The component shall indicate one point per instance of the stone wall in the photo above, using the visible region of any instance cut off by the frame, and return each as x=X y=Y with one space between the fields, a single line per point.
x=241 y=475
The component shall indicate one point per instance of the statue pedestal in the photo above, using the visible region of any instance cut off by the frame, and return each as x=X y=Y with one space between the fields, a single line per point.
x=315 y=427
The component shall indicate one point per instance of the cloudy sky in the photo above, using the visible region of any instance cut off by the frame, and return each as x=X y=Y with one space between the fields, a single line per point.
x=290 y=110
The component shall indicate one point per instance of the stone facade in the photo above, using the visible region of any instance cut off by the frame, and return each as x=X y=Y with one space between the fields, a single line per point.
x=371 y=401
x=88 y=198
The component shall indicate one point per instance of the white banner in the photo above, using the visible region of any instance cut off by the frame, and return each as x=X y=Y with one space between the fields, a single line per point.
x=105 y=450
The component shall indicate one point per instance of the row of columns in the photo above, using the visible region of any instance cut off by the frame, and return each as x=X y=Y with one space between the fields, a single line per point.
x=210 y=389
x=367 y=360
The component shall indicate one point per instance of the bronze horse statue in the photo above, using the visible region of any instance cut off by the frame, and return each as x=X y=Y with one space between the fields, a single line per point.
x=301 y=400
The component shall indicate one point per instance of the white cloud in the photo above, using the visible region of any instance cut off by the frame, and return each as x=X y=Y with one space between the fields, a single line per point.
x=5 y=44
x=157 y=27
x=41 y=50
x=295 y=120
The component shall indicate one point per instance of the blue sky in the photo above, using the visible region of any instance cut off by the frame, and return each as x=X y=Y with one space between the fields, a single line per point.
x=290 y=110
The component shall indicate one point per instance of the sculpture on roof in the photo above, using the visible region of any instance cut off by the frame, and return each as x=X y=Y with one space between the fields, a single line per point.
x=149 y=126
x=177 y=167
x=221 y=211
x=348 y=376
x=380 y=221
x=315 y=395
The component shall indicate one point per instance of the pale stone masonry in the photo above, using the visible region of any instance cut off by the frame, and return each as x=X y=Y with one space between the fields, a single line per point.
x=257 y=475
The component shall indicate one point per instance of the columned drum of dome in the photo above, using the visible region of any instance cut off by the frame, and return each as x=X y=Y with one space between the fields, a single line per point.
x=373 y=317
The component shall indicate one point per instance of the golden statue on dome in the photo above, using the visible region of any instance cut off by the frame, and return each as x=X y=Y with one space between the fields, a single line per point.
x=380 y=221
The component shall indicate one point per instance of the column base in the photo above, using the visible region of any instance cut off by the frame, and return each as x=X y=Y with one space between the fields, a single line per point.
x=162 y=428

— Exercise —
Copy the lines above word for word, the stretch from the line containing "The component shall indicate one point per instance of the pale" through the line containing "x=257 y=475", both included.

— The solution —
The component shall indicate one point per instance of the pale stone masonry in the photo above, using the visible region of any instance cut off by the frame, and return each as x=X y=Y with one space between the fields, a single line per point.
x=257 y=475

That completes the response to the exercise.